(begin)
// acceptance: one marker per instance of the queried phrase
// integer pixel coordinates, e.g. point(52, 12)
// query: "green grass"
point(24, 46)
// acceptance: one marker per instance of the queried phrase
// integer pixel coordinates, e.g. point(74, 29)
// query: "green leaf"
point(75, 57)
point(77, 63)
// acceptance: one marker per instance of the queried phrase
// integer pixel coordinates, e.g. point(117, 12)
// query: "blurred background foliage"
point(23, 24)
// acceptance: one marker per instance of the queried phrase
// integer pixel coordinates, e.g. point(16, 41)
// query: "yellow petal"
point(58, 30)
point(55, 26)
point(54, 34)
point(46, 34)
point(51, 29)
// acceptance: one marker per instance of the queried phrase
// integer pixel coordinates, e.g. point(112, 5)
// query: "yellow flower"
(end)
[WHAT YOU SHOULD DO] Rewrite every line of the entries above as a numbered list, leaving out any blank lines.

[SOLUTION BELOW]
1. // acceptance: one marker per instance of the queried phrase
2. // integer pixel coordinates, e.g. point(52, 12)
3. // query: "green grass"
4. point(24, 46)
5. // acceptance: one marker per instance of the queried phrase
6. // integer pixel coordinates, e.g. point(74, 29)
7. // query: "green leaf"
8. point(75, 57)
9. point(77, 63)
10. // acceptance: one marker per instance of the queried phrase
11. // integer pixel coordinates, e.g. point(117, 12)
12. // query: "blurred background foliage"
13. point(23, 24)
14. // acceptance: one marker per instance of the queried phrase
15. // integer pixel coordinates, e.g. point(16, 41)
16. // query: "yellow petal"
17. point(58, 30)
18. point(55, 26)
19. point(54, 34)
20. point(46, 34)
21. point(51, 29)
22. // acceptance: one marker per instance of the queried phrase
23. // integer pixel coordinates, e.g. point(112, 5)
24. // query: "yellow flower"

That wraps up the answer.